_What needs to be done_. In the small code optimizations article below, rewrite the paragraph beginning "Here the loop invariant is c" as a short bulleted list that keeps its main facts.

Small code optimizations

There’s a lot of optimizations that are done by the compiler at compile time. Here are a couple of them! Some compilers do these optimizations and some don’t.

Strength reduction

Strength reduction optimizations usually take place in a loop. It usually looks for expression involving a loop invariant and an induction variable. Sometimes these operations can be simplified.

Strength reduction could be replacing X with Y in a piece of code. For example, replacing a multiplication with an addition. The point is to simplify a more complex expression (multiplication) with an addition expression.

A loop invariable in compiler design are values that do not change within the scope of the loop.

An induction variable in compiler design is a variable that always gets increased or decreased by the same amount each time the loop iterates. When you have a particular loop for example:

for (i = 0; i < N; i++)

the variable i is always an induction variable. Induction variables can be said to be the values that are being iterated and changed every time the loop iterates.

The following example is taken from Wikipedia. Lets say we have a program with a constant c, an array y, and a bound N. We have setup a loop that has a the loop counter i and is bounded by N. Each time we are setting the index i of array y by the constant multiplied by i.

c = 8;
for (i = 0; i < N; i++)
{
    y[i] = c * i;
}

Here the loop invariant is c, and the induction variable is i. The loop invariable is c because it’s a value set before the loop, and does not update in the scope of the loop. The induction variable is i because it’s the variable that is being iterated or changed at every iteration of the loop. I believe it can also be said that y[i] is an induction variable because it’s also being changed at each iteration of the loop, but we don’t need to make this statement (as you will see).

When the strength is reduced for this particular block of code, it becomes:

c = 8;
k = 0;
for (i = 0; i < N; i++)
{
    y[i] = k;
    k = k + c;
}

_Data lines_.
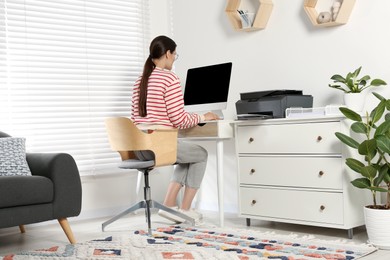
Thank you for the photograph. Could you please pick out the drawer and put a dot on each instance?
(290, 138)
(323, 207)
(309, 172)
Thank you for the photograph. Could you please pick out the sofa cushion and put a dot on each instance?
(13, 157)
(25, 190)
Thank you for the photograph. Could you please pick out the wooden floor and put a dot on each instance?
(51, 234)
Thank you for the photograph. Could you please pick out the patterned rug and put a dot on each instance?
(180, 242)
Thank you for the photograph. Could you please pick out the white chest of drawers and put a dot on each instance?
(293, 170)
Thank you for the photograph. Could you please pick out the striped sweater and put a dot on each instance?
(165, 104)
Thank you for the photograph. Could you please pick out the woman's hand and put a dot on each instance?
(211, 116)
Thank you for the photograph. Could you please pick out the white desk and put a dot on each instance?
(217, 131)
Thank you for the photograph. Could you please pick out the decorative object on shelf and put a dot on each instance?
(341, 10)
(373, 164)
(324, 17)
(353, 88)
(259, 18)
(247, 18)
(335, 10)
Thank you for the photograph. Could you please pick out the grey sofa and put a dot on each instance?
(52, 192)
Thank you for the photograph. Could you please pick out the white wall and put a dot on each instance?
(289, 54)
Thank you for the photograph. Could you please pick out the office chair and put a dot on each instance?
(126, 138)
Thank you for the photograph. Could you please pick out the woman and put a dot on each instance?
(157, 102)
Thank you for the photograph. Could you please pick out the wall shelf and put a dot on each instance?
(342, 17)
(261, 18)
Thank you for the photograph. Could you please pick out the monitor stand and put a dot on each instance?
(218, 112)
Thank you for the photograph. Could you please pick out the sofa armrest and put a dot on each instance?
(61, 168)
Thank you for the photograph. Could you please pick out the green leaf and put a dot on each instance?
(387, 117)
(347, 140)
(338, 87)
(359, 127)
(382, 128)
(383, 143)
(378, 189)
(368, 148)
(350, 114)
(378, 82)
(356, 72)
(354, 164)
(361, 183)
(369, 171)
(365, 78)
(378, 111)
(383, 173)
(378, 96)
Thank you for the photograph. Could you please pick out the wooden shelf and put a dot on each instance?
(342, 17)
(261, 18)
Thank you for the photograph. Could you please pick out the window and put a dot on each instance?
(65, 66)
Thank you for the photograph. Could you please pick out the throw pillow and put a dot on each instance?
(13, 157)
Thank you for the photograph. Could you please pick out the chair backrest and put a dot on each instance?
(125, 138)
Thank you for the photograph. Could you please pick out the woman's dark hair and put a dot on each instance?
(158, 47)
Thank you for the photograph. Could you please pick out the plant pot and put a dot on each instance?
(378, 227)
(355, 101)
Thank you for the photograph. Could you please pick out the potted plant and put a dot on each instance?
(372, 162)
(352, 86)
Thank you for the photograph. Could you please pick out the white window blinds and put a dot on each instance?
(65, 66)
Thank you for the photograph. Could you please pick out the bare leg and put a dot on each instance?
(189, 194)
(170, 197)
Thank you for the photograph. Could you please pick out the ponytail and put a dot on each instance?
(158, 47)
(143, 88)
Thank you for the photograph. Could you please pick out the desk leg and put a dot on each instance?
(220, 181)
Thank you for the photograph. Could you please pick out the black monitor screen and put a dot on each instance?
(208, 84)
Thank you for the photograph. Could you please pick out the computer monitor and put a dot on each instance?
(207, 88)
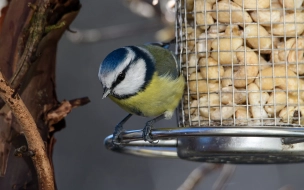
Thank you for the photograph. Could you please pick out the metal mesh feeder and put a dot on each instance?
(244, 99)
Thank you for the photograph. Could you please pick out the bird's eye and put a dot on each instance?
(121, 76)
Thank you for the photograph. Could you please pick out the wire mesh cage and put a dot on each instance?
(244, 68)
(243, 61)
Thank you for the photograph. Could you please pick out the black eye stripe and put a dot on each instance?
(120, 79)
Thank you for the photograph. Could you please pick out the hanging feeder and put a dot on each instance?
(244, 99)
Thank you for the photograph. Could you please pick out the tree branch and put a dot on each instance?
(29, 128)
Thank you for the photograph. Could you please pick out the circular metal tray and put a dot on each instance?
(254, 145)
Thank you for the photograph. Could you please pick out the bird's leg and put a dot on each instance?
(149, 125)
(119, 129)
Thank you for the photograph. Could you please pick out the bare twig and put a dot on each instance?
(225, 176)
(29, 128)
(56, 115)
(197, 175)
(36, 31)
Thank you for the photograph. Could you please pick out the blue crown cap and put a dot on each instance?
(113, 60)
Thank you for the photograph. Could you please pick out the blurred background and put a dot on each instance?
(80, 158)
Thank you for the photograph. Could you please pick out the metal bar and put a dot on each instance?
(172, 133)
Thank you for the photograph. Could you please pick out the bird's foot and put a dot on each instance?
(147, 136)
(116, 140)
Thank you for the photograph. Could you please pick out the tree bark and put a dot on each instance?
(29, 33)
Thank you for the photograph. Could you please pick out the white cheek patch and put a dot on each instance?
(108, 79)
(134, 79)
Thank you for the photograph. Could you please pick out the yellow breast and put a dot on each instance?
(162, 94)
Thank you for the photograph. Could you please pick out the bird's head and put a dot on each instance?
(126, 71)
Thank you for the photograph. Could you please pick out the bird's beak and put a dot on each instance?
(106, 92)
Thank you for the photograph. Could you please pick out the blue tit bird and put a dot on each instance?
(142, 80)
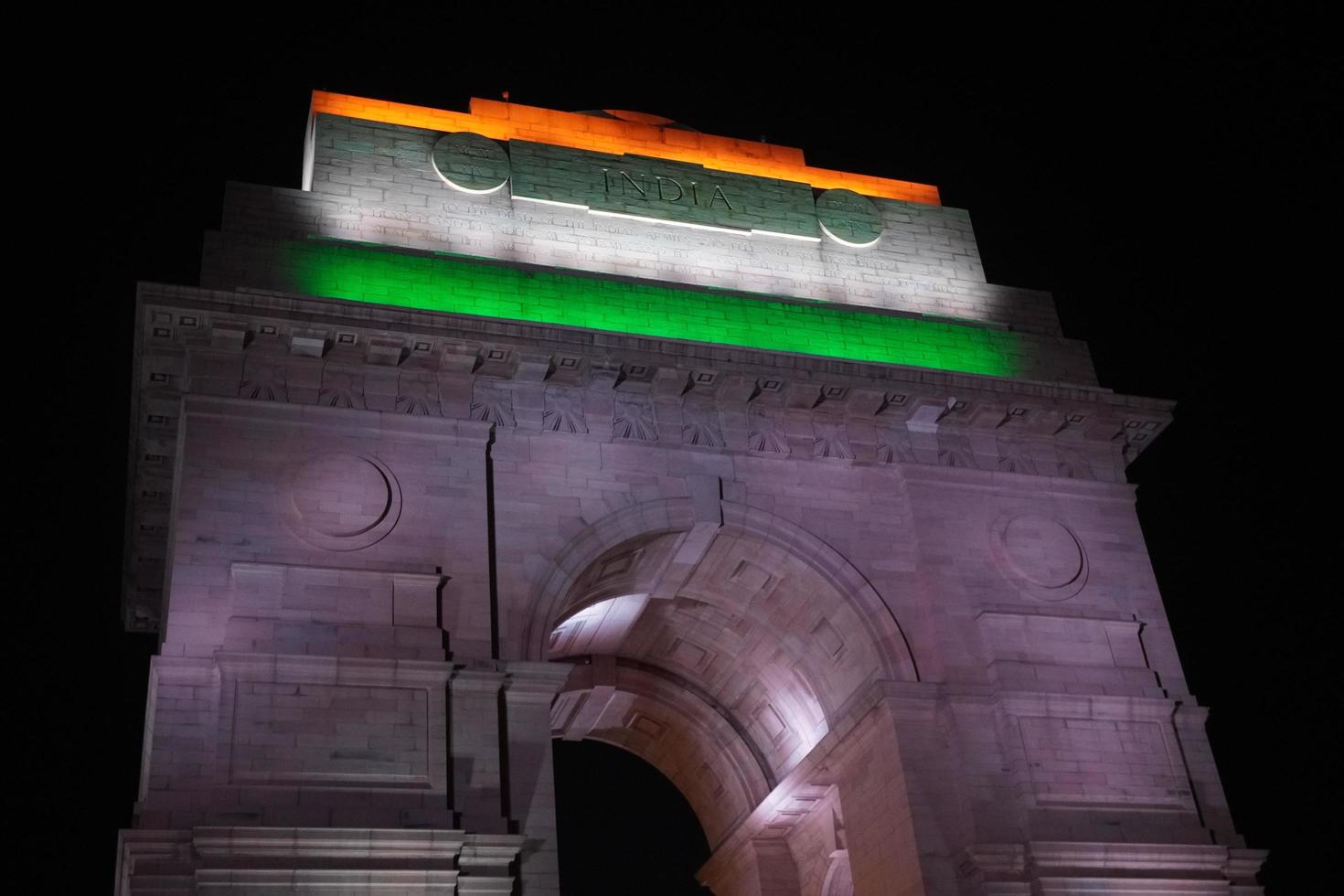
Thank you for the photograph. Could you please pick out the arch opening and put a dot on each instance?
(623, 827)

_Full answer_.
- The loop invariant is c, because it is set before the loop and does not update within the loop's scope.
- The induction variable is i, because it is iterated or changed at every iteration of the loop.
- The writer believes y[i] could also be called an induction variable, since it also changes at each iteration, but that statement isn't needed.